> **引用文**:

····················

民間人をガミラス艦へ移乗させているさなか、突如現れたガミラス反政府組織の襲撃を受けるヤマト。


古代不在の今、土方が臨時で指揮を執る。


反ガミラス統治破壊解放軍
本星の方針に逆らう政治犯の集団。実態はデスラー政権以前の旧貴族体制への復古を求める権威・権益主義の権化なのだそうだが「デスラーの覇権主義は未だガミラスに根強く残っている。ガミラスに蹂躙された星々は解放されねばならない。」と、もっともらしく唱える題目は、2199におけるディッツ派と変わらないようにも聞こえる。EDクレジットによると指導者は「導師」と呼ばれており、その風貌からも野放図な野良武力集団の匂いがプンプンする。

破壊解放軍の襲来は、キーマンの作戦を実行する隙をヤマト内部に生み出すために、意図されたものだったが、そのガミラスの動向を把握していたと思しき桂木の手引きにより、死者より作られた「人間爆弾」である蘇生体が、ヤマトから移乗した民間人に紛れ込み三隻のガミラス艦に乗艦していた。

レドラウス教授もすでに死者。すなわち、桂木透子はガトランティス側の人間ということになる。
旧作によるとガトランティス人の身体組成は地球人と変わりないとのことなので、彼女がガトランティスの地球人スパイなのか、ガトランティス人なのかは目下不明。


しかしガミラスの少女イリィにハグを求められたときの戸惑いは、愛情の欠落を示唆し、続いて脳裏に浮かんだヴィジョンは彼女に何かを感じさせた。そのとき生来持ち得ない感情が芽生えでもしたのだろうか。

ズォーダーは独善的で断言的な言説で、愛に依存する者が唱える「愛」では宇宙は救えない。創られし生命ガトランティスは生殖能力を持たないがゆえに「愛」というしがらみから自由であり、彼らの「真実の愛」に包まれてこそ、人間は真の幸福と安寧を得られる、と謳う。そして古代に、三隻のガミラス艦から一隻だけ救う対象を選べ、と迫った。

選べるわけがない。しかし選ばなければ三隻とも沈められる。古代は自らの「愛」で救済する一隻を選ばねばならない。


古代は、愛するたった一人のために他の人間を切り捨てた咎を受けようとも、ズォーダーに嘲笑われようとも。理屈ではなく感情から雪ひとりを選択した。古代に選択をさせまいと艦の外に身を投げた雪を。

結果、またしても、言葉の意味はよくわからんがとにかくすごい波動砲の効果で、古代と雪も、動力を失い星の崩壊に巻き込まれかけていた三隻のガミラス艦も助かった。


認めたくない結果を見た刹那、ズォーダーが思い浮かべたヴィジョンは、おそらく先に桂木が見たものと同じ。


旧作完結編のクイーン・オブ・アクエリアスに通じるイメージが有るような無いような…。

第十話「幻惑・危機を呼ぶ宇宙ホタル」

····················

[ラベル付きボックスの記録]

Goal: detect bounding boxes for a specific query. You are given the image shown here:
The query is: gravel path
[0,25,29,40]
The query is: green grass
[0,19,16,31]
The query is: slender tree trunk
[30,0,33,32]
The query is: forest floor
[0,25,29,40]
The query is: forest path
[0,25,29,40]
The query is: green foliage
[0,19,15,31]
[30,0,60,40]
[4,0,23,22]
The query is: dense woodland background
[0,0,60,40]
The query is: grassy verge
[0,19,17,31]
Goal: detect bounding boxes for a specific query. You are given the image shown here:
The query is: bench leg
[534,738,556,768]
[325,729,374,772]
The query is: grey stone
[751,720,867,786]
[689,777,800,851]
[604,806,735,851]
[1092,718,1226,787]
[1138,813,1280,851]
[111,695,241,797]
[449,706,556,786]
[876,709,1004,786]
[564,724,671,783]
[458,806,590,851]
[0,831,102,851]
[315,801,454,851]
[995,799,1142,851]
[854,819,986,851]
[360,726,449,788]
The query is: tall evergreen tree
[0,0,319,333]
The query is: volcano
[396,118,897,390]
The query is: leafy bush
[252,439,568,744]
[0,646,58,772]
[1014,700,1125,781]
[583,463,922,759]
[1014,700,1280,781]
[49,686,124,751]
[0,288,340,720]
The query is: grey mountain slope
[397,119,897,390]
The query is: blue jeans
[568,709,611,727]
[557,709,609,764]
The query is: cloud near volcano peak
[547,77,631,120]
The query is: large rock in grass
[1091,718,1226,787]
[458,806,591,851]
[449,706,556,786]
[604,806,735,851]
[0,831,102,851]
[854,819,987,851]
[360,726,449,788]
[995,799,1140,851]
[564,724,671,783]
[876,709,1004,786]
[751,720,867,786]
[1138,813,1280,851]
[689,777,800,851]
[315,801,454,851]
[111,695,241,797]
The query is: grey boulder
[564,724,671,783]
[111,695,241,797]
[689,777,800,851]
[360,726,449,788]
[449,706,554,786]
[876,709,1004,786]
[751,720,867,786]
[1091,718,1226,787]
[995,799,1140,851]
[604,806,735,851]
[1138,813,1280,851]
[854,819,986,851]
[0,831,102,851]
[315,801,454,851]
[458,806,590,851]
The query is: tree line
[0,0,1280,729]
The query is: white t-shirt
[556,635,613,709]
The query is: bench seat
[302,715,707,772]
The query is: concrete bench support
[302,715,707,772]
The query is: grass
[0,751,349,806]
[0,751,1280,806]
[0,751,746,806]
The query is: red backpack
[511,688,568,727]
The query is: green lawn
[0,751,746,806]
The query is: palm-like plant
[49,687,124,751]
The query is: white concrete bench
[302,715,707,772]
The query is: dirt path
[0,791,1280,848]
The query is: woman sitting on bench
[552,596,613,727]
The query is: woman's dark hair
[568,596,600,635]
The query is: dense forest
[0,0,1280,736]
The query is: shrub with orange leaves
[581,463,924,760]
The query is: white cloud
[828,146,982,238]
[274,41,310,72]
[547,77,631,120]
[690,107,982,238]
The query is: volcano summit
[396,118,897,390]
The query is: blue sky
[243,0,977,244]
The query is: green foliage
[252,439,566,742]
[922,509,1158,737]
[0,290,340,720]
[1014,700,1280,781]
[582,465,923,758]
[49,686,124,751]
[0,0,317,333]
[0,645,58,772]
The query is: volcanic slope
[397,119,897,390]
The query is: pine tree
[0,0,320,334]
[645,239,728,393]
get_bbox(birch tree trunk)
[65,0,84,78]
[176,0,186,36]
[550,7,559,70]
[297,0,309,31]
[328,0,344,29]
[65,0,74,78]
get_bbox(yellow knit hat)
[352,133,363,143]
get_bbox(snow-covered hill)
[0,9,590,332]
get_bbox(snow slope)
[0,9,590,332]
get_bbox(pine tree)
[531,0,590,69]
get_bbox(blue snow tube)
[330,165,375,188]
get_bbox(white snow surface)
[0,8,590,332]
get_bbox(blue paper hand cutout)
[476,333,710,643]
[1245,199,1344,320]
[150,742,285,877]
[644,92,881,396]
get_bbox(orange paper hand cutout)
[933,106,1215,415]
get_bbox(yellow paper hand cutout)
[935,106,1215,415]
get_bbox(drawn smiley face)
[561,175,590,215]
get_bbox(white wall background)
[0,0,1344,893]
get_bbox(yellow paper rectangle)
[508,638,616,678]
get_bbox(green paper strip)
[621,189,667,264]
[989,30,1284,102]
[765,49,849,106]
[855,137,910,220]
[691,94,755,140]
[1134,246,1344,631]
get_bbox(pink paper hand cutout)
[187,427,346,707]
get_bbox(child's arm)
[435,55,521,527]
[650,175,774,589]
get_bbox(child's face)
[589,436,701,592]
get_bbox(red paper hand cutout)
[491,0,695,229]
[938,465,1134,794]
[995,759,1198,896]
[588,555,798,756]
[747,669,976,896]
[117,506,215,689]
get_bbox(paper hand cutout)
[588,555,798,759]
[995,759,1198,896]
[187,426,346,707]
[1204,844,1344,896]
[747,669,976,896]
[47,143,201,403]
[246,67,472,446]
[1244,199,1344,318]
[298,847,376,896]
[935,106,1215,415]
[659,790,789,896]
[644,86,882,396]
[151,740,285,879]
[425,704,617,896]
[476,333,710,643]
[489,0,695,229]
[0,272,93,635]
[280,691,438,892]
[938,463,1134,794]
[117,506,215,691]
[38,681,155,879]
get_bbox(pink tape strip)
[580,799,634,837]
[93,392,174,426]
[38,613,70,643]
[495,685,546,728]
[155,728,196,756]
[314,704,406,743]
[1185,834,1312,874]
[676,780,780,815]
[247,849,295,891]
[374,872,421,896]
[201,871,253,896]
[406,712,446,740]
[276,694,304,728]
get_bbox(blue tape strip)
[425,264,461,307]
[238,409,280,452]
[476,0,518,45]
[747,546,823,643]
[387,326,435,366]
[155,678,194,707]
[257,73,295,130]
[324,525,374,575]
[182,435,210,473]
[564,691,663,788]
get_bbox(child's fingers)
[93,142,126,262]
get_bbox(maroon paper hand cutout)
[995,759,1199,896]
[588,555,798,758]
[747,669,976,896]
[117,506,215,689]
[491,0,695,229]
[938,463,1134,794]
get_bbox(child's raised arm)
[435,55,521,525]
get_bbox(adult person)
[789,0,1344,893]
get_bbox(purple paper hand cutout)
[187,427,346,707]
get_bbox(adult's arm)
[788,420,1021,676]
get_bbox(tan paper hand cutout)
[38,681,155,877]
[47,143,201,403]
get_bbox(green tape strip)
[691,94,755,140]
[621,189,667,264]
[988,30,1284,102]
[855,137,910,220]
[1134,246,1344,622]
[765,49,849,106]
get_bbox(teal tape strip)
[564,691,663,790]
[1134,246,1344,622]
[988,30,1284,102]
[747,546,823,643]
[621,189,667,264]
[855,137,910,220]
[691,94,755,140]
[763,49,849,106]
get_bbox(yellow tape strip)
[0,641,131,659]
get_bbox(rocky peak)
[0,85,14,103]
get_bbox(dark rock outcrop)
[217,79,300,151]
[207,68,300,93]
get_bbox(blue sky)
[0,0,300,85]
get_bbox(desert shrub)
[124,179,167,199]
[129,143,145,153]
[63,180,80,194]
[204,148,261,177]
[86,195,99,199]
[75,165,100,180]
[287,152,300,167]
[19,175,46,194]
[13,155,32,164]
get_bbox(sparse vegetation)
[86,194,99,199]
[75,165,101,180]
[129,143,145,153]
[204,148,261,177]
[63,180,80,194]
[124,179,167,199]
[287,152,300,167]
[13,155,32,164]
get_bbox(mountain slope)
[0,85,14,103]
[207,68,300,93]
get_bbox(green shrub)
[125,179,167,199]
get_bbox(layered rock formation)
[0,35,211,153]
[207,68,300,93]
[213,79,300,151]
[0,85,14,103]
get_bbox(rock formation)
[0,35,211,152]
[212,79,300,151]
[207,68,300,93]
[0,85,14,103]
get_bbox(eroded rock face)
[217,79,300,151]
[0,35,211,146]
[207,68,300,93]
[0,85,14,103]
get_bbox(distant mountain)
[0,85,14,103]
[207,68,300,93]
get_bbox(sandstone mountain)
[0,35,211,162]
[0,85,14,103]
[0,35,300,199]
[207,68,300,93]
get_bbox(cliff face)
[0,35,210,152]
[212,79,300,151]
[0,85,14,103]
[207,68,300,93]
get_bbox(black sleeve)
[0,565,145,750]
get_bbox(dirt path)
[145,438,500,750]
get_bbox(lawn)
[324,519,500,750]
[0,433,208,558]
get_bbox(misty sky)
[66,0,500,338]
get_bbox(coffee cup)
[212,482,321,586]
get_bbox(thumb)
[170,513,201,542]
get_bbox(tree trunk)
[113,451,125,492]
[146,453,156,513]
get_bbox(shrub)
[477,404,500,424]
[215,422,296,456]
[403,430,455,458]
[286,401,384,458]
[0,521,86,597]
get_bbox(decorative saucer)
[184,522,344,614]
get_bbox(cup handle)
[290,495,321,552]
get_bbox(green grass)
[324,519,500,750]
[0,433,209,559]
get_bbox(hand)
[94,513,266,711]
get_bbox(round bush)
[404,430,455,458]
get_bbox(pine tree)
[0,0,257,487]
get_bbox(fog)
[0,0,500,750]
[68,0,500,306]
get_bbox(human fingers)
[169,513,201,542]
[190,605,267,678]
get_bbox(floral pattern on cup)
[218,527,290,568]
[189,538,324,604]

····················

> **設問**:
[1] ヤマトについての文章から、「古代は、愛するたった一人のた」から「ジが有るような無いような…。」までをすべて、そのまま書き写しなさい。
[2] ヤマトについての文章を読み、次の問いに答えなさい。
(a) 土方が臨時で指揮を執っているのは、誰が不在だからか。
(b) EDクレジットによると、破壊解放軍の指導者は何と呼ばれているか。
(c) ズォーダーは古代に、何隻のガミラス艦から何隻だけ救う対象を選ぶよう迫ったか。
[3] ヤマトについての文章を、最後の行のあとから引き継いで書き進めなさい。

> **解答**:
[1]
古代は、愛するたった一人のために他の人間を切り捨てた咎を受けようとも、ズォーダーに嘲笑われようとも。理屈ではなく感情から雪ひとりを選択した。古代に選択をさせまいと艦の外に身を投げた雪を。

結果、またしても、言葉の意味はよくわからんがとにかくすごい波動砲の効果で、古代と雪も、動力を失い星の崩壊に巻き込まれかけていた三隻のガミラス艦も助かった。


認めたくない結果を見た刹那、ズォーダーが思い浮かべたヴィジョンは、おそらく先に桂木が見たものと同じ。


旧作完結編のクイーン・オブ・アクエリアスに通じるイメージが有るような無いような…。

[2]
(a) 古代
(b) 「導師」
(c) 三隻のガミラス艦から一隻

[3]
ゴーランドとザバイバル。旧作でおなじみの顔だ。ゴーランドの幼生体ノルと打ち合うザバイバルの生身のアクションは、金田伊功の作画を意識して描かれているように感じた。


本作では戦闘シーンに登場するコスモタイガーIIなどに、金田パースを盛り込んだ「バージョンK」が用意されていることは有名だが、ヤマトで描かれる機会が少ない肉弾戦を金田伊功っぽく描写するとはなかなかニクい演出だ。(そう感じたのは僕だけじゃないと思いたい。

親子の概念が存在しないガトランティスに於いて、子を慈しむような感情が自然と湧くことを現状では否定できないものの、将来的にテレサの無限の力を手中に収めることでその「不完全さ」からも逃れようと企むズォーダー。


しかしズォーダーが「不完全」と蔑むヤマトがテレサの求めに応じながら、誰一人失うことなく先の危機を逃れた事実に、オソレを抱いているのではないかと、諜報記録長官ガイレーンに指摘される。柴田秀勝…渋いなぁ。
ガイレーンは旧作にはいなかったキャラクター。僕は先代のズォーダーではないかと考えている。


ヤマトを取り巻く赤く光る宇宙ホタル。きれいだからと艦内で大人気に。


これは旧作「2」第11話のエピソードでは、その正体は鉄を侵食するバクテリアだったのだが、本作では人間の脳波に干渉し、ヤマトの機関をハッキングするウィルス的なものとなっている。


斎藤はホタルの影響で古代を正論で責め立てる。

お前は十一番惑星でもシュトラバーゼでも運が良かっただけで、まだ本当に厳しい決断を何もしていない。今後も中途半端な人道主義で艦を危険に晒すのか? これは、旧クルーではない斎藤なら至極真っ当な意見。

これに対し、自分のことは何と言われても構わないが、沖田の艦ヤマトを「臆病者の艦」と言ったことを許せないと怒った古代はやや正当性に欠ける。斎藤が貶したのは今のヤマトであって「沖田の艦」じゃない。仮にそうだったとしても、今沖田の艦がそう揶揄される責任の一端は古代にあり、そういった咎もすべて背負うと覚悟したんじゃなかったのか。
この期に及んでまだ腹の底に本音を隠している事が「顔面ピクピク」から感じられる。

キーマンと真田の働きで精神への影響をクリアにし、佐渡先生が用意した殺虫剤で機関室のホタルは死滅した。
だがキーマンがホタル問題の解決に助力したのは、彼が波動エンジンに仕掛けた「反波動格子」が露見するのを避けるためだったらしい。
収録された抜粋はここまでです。